» **Your task**:
Write out exactly, with no other output, the lines below from the one that contains "Target: pedestrian walking" through the end.

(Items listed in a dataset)
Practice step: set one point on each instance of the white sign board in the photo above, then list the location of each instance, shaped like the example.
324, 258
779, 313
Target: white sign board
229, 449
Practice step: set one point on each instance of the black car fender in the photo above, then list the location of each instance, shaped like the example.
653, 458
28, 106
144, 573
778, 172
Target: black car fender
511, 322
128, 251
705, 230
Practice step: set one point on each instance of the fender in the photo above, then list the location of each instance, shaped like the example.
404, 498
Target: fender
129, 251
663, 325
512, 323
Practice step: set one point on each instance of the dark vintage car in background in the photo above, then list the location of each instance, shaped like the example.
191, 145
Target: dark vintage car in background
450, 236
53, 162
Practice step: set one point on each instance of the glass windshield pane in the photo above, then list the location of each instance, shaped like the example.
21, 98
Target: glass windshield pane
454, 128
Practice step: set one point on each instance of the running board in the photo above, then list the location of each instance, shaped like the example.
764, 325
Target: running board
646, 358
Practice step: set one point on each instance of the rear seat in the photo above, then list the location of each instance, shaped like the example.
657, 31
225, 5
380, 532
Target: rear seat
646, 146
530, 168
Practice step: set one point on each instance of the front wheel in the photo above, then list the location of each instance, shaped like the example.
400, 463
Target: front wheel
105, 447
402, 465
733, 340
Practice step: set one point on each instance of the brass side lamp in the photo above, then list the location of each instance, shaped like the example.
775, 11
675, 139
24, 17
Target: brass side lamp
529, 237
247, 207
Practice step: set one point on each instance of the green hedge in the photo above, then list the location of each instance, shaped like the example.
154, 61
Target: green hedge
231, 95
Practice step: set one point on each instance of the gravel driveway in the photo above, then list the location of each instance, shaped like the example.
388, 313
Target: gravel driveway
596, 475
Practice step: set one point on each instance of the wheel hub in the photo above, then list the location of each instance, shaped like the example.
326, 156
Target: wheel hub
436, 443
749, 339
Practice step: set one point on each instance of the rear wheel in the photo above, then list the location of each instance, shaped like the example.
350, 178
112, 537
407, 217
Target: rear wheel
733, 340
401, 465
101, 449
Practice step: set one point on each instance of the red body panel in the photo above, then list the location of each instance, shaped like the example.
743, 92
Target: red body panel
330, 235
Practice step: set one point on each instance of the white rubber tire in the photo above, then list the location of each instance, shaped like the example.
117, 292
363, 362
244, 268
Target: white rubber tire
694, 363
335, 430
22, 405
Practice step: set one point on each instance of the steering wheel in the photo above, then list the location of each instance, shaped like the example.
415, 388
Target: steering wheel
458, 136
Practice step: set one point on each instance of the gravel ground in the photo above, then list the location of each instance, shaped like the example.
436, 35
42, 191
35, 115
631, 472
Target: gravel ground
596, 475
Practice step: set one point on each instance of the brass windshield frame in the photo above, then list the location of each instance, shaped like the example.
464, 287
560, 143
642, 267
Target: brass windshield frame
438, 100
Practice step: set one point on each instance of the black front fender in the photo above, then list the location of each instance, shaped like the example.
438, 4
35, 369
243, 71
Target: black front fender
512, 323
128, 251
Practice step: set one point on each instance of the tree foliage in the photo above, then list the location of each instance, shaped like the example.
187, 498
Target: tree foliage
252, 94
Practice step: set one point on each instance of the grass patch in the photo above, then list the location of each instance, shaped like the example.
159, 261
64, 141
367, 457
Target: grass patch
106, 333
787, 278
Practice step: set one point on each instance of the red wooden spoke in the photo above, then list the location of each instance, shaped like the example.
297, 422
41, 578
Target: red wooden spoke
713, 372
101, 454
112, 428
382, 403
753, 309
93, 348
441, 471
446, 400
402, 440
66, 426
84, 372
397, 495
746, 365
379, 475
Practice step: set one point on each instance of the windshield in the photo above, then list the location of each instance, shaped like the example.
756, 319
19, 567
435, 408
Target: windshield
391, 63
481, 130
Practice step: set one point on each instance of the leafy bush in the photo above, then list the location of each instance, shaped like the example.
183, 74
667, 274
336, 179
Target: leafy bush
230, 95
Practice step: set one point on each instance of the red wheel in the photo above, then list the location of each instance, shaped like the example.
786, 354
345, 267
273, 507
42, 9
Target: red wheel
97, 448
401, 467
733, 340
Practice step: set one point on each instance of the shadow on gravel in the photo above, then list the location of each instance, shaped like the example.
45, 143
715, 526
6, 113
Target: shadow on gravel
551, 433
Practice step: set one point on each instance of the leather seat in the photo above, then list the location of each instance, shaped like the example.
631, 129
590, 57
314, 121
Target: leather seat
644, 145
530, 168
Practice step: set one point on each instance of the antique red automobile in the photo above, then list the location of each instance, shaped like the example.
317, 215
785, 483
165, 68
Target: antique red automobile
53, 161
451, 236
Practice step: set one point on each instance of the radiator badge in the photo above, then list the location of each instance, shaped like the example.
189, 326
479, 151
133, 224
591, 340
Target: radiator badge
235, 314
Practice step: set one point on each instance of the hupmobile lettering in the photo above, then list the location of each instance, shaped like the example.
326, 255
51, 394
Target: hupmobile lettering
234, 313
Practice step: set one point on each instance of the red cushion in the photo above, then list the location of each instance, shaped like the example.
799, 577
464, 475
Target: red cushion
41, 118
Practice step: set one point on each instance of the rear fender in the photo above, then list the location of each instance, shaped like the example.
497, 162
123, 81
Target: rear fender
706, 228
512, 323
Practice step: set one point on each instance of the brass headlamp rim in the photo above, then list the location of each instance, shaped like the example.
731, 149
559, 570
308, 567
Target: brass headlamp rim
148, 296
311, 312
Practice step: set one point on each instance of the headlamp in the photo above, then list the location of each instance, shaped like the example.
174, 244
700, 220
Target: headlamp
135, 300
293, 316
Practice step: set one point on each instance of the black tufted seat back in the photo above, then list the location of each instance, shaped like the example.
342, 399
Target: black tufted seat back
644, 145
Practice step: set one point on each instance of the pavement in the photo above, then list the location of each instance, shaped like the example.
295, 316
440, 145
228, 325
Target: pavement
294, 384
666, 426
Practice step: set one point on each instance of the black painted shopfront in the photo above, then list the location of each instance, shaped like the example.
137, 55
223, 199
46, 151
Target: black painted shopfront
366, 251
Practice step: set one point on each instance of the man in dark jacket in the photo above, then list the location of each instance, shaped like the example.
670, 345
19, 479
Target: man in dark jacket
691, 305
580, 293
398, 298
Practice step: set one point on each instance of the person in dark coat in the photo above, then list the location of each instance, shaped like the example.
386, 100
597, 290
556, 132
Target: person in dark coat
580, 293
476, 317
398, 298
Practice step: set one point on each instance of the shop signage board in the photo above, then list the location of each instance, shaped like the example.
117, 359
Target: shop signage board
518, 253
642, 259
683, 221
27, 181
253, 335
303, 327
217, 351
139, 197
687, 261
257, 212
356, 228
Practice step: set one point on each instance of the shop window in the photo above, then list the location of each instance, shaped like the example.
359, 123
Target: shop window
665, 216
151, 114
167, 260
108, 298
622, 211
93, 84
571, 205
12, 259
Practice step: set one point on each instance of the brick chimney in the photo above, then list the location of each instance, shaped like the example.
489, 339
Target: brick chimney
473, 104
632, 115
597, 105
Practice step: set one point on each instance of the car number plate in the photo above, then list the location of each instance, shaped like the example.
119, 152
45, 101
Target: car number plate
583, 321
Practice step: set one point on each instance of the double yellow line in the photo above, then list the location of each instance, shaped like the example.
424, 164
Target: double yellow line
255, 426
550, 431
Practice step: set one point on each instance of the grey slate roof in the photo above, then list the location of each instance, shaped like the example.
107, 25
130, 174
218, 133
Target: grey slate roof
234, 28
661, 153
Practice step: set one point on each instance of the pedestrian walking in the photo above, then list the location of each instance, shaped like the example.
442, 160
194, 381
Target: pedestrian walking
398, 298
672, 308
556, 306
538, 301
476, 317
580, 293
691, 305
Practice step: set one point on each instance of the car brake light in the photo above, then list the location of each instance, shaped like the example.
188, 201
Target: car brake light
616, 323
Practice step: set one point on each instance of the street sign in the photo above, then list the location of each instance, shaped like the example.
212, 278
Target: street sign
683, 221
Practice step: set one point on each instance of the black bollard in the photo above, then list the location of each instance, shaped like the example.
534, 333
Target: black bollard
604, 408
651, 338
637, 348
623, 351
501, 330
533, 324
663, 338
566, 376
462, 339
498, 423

» **Finished exercise**:
Target: pedestrian walking
398, 298
672, 308
556, 306
538, 301
476, 317
580, 293
691, 305
Practice step: set one point on each instance of the car brake light in the photo above, then list the location of each instance, shaped like the example.
188, 201
Target: car brake light
616, 323
Practice step: set one point on each instance of the street sign in the photo above, then list the location of each instance, shaped like the example.
212, 278
Target: street sign
683, 221
Practice step: set one point on each instance of the black bollard in the photo above, then list the location of each instance, shaped like the example.
534, 333
Target: black bollard
604, 408
651, 338
637, 348
623, 351
501, 330
533, 324
663, 338
566, 376
462, 339
498, 423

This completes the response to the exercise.